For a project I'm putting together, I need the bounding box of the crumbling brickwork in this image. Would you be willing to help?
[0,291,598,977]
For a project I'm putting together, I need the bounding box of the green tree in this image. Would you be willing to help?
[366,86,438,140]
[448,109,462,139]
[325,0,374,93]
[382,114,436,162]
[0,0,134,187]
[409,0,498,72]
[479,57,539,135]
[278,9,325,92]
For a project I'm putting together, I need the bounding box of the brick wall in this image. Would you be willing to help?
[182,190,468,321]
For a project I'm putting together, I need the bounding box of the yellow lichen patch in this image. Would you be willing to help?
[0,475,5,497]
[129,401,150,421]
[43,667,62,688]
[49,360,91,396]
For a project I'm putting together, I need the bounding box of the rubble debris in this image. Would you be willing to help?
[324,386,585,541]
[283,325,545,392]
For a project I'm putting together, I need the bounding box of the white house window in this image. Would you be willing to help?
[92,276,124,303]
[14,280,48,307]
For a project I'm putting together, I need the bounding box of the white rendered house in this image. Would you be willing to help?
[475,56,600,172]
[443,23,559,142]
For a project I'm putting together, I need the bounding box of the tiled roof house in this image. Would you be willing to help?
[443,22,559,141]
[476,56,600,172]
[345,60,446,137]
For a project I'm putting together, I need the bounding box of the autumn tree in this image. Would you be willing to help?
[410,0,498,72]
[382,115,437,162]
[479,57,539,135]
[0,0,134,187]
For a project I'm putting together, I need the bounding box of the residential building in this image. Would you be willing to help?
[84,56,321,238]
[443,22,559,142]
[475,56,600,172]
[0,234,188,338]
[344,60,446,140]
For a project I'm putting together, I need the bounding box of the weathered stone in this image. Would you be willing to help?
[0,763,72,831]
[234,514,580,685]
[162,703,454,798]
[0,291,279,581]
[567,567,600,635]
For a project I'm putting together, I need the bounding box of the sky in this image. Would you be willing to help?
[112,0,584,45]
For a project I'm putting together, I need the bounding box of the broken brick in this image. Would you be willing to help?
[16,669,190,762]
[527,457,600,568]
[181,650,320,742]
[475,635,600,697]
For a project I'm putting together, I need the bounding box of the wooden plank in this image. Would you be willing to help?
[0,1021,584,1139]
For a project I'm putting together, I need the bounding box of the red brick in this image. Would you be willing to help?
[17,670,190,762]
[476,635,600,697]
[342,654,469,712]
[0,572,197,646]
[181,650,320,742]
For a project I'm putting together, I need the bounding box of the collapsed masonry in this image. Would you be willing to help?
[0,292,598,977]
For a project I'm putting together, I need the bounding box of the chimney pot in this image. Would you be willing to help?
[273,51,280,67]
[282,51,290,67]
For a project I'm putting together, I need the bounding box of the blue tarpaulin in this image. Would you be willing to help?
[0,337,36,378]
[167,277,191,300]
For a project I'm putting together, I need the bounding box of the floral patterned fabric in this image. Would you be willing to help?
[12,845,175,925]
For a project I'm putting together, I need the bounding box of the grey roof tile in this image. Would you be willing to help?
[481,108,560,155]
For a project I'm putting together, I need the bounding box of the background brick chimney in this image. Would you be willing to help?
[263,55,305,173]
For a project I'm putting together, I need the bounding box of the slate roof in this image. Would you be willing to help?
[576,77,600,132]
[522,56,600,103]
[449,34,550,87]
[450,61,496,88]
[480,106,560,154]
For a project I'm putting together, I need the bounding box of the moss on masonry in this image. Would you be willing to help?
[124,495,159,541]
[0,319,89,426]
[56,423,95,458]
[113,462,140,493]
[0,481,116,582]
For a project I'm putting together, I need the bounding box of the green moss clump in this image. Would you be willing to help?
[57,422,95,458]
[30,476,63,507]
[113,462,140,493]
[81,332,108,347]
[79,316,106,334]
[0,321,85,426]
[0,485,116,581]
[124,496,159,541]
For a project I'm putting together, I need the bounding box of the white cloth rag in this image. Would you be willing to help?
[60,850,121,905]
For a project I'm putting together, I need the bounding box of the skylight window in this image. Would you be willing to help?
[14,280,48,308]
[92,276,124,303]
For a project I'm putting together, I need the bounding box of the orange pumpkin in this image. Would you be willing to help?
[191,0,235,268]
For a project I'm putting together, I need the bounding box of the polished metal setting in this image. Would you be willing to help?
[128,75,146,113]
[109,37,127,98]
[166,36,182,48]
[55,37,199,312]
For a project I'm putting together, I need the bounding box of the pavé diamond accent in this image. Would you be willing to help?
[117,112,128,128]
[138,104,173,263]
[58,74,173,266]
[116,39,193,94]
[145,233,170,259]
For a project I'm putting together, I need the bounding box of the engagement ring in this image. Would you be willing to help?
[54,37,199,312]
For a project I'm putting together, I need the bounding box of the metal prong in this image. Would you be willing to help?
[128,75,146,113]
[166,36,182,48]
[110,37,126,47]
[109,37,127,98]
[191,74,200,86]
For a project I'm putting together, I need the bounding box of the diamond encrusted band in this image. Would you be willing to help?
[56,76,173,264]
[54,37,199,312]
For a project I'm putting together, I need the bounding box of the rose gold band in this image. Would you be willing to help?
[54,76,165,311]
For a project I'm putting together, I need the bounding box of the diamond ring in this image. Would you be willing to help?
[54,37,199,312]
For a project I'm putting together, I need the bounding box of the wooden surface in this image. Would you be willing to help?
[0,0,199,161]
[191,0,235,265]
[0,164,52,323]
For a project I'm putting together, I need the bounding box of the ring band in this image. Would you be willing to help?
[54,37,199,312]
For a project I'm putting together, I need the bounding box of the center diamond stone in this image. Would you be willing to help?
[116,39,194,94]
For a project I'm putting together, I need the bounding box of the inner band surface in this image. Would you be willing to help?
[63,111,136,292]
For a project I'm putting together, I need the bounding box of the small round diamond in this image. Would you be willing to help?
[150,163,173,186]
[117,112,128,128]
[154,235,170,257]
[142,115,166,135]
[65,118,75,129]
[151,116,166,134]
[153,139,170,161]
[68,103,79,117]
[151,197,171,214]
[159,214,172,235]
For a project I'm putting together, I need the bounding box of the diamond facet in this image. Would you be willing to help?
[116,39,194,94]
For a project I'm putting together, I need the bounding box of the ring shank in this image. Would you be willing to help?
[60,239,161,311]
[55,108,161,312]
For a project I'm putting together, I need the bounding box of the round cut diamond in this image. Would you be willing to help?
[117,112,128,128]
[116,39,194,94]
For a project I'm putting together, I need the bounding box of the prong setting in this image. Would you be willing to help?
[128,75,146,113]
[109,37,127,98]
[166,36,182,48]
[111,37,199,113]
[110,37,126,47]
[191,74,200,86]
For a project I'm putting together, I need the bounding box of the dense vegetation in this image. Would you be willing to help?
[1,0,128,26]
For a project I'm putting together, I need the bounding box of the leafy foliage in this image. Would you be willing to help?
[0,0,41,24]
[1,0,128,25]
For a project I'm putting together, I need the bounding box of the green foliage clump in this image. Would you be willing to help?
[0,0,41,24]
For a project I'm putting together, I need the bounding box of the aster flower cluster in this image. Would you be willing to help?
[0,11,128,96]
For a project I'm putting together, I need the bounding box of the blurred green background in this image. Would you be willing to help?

· · ·

YOUR ASSIGNMENT
Give back the data above word for word.

SOLUTION TO THIS PROBLEM
For a project I'm putting together, I need the bounding box of the crumbling brickwork in this image. Would you be willing to help?
[0,291,598,977]
For a project I'm putting together, I need the bounding box of the green tree in this image. Would you be willing to help?
[366,86,438,140]
[448,109,462,139]
[325,0,374,93]
[382,114,436,162]
[0,0,134,187]
[409,0,498,72]
[479,57,539,135]
[278,9,325,92]
For a project I'm putting together, I need the bounding box of the brick wall in this image. Would you be willing to help?
[182,190,468,321]
For a project I'm putting together, I need the bounding box of the yellow lichen patch in this image. Would you be willing to help?
[0,475,5,497]
[129,401,150,421]
[43,667,62,688]
[49,360,91,396]
For a project I'm putting together, I need the bounding box of the rubble debris in this image. Would you be willing to help?
[324,386,585,541]
[283,325,545,392]
For a project I'm putting together, I need the bounding box of the white house window in this image. Would you be willing to help?
[92,276,124,303]
[14,280,48,307]
For a project I'm putting together, I need the bounding box of the white rendered house in this image. Would you be willing to help?
[475,56,600,172]
[443,23,559,142]
For a project I'm putting together, I need the bounding box of the tiled roof house in this image. Would you be willing to help?
[443,22,559,141]
[476,56,600,172]
[345,60,446,137]
For a project I'm putting together, I need the bounding box of the autumn tree in this image. Would you be willing to help?
[410,0,498,72]
[382,115,437,162]
[479,57,539,135]
[0,0,134,187]
For a project I'm putting together, I need the bounding box of the residential building in this image. Would you be willing to help?
[84,56,321,238]
[443,22,559,142]
[475,56,600,172]
[0,234,188,338]
[344,60,446,140]
For a project I'm putting together, I need the bounding box of the weathered stone in this image. Would you be willing to help?
[0,763,72,831]
[234,514,580,685]
[162,703,454,798]
[0,291,279,581]
[567,567,600,635]
For a project I'm putting together, I need the bounding box of the sky in this image. Would you be willing to help?
[112,0,584,45]
For a project I'm putting together, I need the bounding box of the broken brick in this image. Would you be willing to help?
[16,669,190,762]
[527,457,600,568]
[181,650,320,742]
[475,635,600,697]
For a project I'm putting together, I need the bounding box of the wooden plank in this image. Would you be willing to help?
[0,1021,584,1139]
For a project I'm putting together, I need the bounding box of the red brick in this image. Would you be willing to help?
[17,670,190,762]
[476,635,600,697]
[342,654,469,712]
[0,572,197,646]
[181,650,320,742]
For a project I'm putting together, I need the bounding box of the collapsed masonry in this image. Would you be willing to help?
[0,292,598,977]
For a project I'm putting together, I need the bounding box of the chimney pot in this image. Would you be willing to help?
[273,51,280,67]
[282,51,290,67]
For a project I'm putting together, I need the bounding box of the blue tarpaulin in this image. Would you be willing to help?
[0,337,36,378]
[167,277,191,300]
For a project I'm putting together, I need the bounding box of the floral patterned fabric in this image. Would you be willing to help?
[12,845,175,925]
For a project I'm putting together, I need the bounding box of the grey roof tile in this image. Would you be willing to help?
[481,108,560,155]
For a project I'm putting together, I need the bounding box of the background brick chimney in this image. Would you be willing to help?
[263,55,305,173]
For a project I'm putting together, I need the bounding box of the slate roof in this image. Would you be willing to help?
[576,77,600,132]
[522,56,600,103]
[449,34,550,87]
[450,61,496,88]
[480,106,560,154]
For a project I'm putting together, I need the bounding box of the moss on masonry in this image. Would you be willing to help?
[124,495,159,541]
[0,319,89,426]
[56,423,95,458]
[113,462,140,493]
[0,481,116,582]
For a project I'm putting together, I need the bounding box of the green moss clump in this image. Would you be willing to help?
[57,422,95,458]
[30,476,63,507]
[113,462,140,493]
[81,332,108,347]
[79,316,106,334]
[0,321,85,426]
[0,485,116,581]
[124,496,159,541]
For a project I'm putting together, I need the bounding box of the white cloth rag in this image. Would you be willing to help?
[60,850,121,905]
For a project I'm putting together, I need the bounding box of the skylight window in this image. Would you be willing to help?
[14,280,48,308]
[92,276,124,303]
For a project I'm putting together, I need the bounding box of the orange pumpkin in this image. Would you be willing to help?
[191,0,235,268]
For a project I'm putting together, I need the bounding box of the polished metal setting in this image. Would you be willing to help?
[128,75,146,113]
[109,37,127,98]
[166,36,182,48]
[55,37,199,312]
For a project I'm putting together, I need the bounding box of the pavé diamond accent in this image. Would you be willing to help?
[117,112,128,128]
[138,104,173,263]
[58,74,173,266]
[116,39,193,94]
[145,233,170,259]
For a project I'm putting together, I need the bounding box of the engagement ring in this image. Would you be willing to help?
[54,37,199,312]
For a project I'm putting together, I need the bounding box of the metal prong in this image. Would you be willing to help?
[128,75,146,113]
[166,36,182,48]
[110,37,126,47]
[109,37,127,98]
[191,74,200,86]
For a project I'm putting together, I need the bounding box of the diamond encrusted band in this image. Would you be willing to help?
[56,76,173,264]
[54,37,199,312]
For a project I'm putting together, I need the bounding box of the rose gold band in this image. Would you be willing to help?
[54,76,165,311]
For a project I'm putting together, I need the bounding box of the diamond ring in this image. Would you be willing to help?
[54,37,199,312]
For a project I'm putting together, I need the bounding box of the wooden surface in this image. Would you be willing to help?
[0,0,199,161]
[191,0,235,265]
[0,164,52,323]
For a project I'm putting together, I need the bounding box of the ring band in this image. Would you be willing to help?
[54,37,199,312]
For a project I'm putting together, I need the bounding box of the center diamond stone in this image. Would you be willing to help?
[116,39,194,94]
For a project I'm putting together, I need the bounding box of the inner band surface in this image. Would you be willing to help?
[63,111,136,292]
For a project I'm putting together, I need the bounding box of the small round diamond in this image. Would you be willing to help?
[150,163,173,186]
[117,112,128,128]
[154,235,170,257]
[142,115,166,135]
[65,118,75,129]
[151,116,166,134]
[153,139,170,161]
[68,103,79,117]
[151,197,171,214]
[159,214,172,235]
For a project I'm putting together, I need the bounding box of the diamond facet in this image. Would you be willing to help?
[116,39,194,94]
For a project I'm putting together, I need the bounding box of the ring shank in this image. Would you be willing to help?
[60,239,161,311]
[55,108,161,312]
For a project I'm putting together, I need the bounding box of the round cut diamond in this image. Would you be willing to help?
[117,112,128,128]
[116,39,194,94]
For a project I'm putting together, I need the bounding box of the prong setting in this image. Would you be willing to help?
[128,75,146,113]
[109,37,127,98]
[166,36,182,48]
[111,37,199,113]
[110,37,126,47]
[191,74,200,86]
For a project I'm putting together, I need the bounding box of the dense vegetation in this image. Would you be willing to help?
[1,0,128,26]
For a project I'm putting together, I need the bounding box of the leafy foliage in this image. Would you be willing to help?
[0,0,41,24]
[1,0,128,25]
For a project I'm putting together, I need the bounding box of the green foliage clump in this image. Would you be willing to help?
[0,0,41,24]
For a project I'm putting together, I need the bounding box of the aster flower cluster in this image. Would you be willing to help?
[0,11,128,96]
For a project I'm putting together, I need the bounding box of the blurred green background in this image. Would you be willing to help?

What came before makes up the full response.